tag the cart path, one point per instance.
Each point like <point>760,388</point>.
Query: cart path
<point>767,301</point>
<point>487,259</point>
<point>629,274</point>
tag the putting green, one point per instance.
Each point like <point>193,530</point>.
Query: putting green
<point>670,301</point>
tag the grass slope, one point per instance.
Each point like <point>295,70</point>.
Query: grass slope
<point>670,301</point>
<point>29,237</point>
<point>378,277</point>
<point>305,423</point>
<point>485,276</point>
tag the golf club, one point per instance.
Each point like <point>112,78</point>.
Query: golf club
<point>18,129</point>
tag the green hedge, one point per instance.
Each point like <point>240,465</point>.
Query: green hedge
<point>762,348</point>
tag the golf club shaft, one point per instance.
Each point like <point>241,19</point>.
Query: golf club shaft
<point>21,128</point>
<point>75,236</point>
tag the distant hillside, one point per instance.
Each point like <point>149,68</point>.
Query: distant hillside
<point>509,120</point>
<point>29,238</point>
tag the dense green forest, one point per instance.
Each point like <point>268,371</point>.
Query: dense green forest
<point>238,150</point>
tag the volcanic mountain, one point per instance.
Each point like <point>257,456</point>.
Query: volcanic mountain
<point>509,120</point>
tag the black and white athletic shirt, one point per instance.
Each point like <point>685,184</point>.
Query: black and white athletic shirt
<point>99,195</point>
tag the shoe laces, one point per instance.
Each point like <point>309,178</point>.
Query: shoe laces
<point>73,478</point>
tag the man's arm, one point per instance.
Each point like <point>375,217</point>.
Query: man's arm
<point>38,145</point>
○ ○ ○ ○ ○ ○ ○
• [WHAT TO PRODUCE] Reproduce the entire listing above verbatim, line for line, from its first line through its last.

• [RESULT OF THIS EXERCISE]
tag the cart path, one point per instance.
Each point like <point>760,388</point>.
Query: cart path
<point>767,301</point>
<point>487,259</point>
<point>629,274</point>
tag the putting green, one point per instance.
Each point like <point>193,530</point>.
Query: putting green
<point>670,301</point>
tag the grass slope, one point per instance.
Each point like <point>295,70</point>.
Query: grass slope
<point>670,301</point>
<point>29,237</point>
<point>378,277</point>
<point>305,423</point>
<point>485,276</point>
tag the golf club, one point per instance.
Each point like <point>112,78</point>.
Query: golf club
<point>18,129</point>
tag the green hedge, one point per instance.
Each point like <point>240,465</point>.
Query: green hedge
<point>762,348</point>
tag the golf club shaft, one point per instance.
Each point like <point>241,19</point>.
Query: golf club shaft
<point>21,128</point>
<point>75,236</point>
tag the distant hillside, one point per instance.
Each point like <point>149,68</point>.
Query: distant hillside
<point>509,120</point>
<point>29,238</point>
tag the dense green forest, one point per instance.
Each point like <point>268,371</point>.
Query: dense green forest
<point>238,150</point>
tag the volcanic mountain, one point per instance.
Each point like <point>257,456</point>.
Query: volcanic mountain
<point>509,120</point>
tag the black and white athletic shirt, one point per instance.
Each point like <point>685,184</point>.
Query: black and white athletic shirt
<point>99,195</point>
tag the shoe laces, one point per instance.
Each point like <point>309,178</point>.
Query: shoe laces
<point>73,478</point>
tag the man's arm, one point per instance.
Each point like <point>375,217</point>.
Query: man's arm
<point>38,145</point>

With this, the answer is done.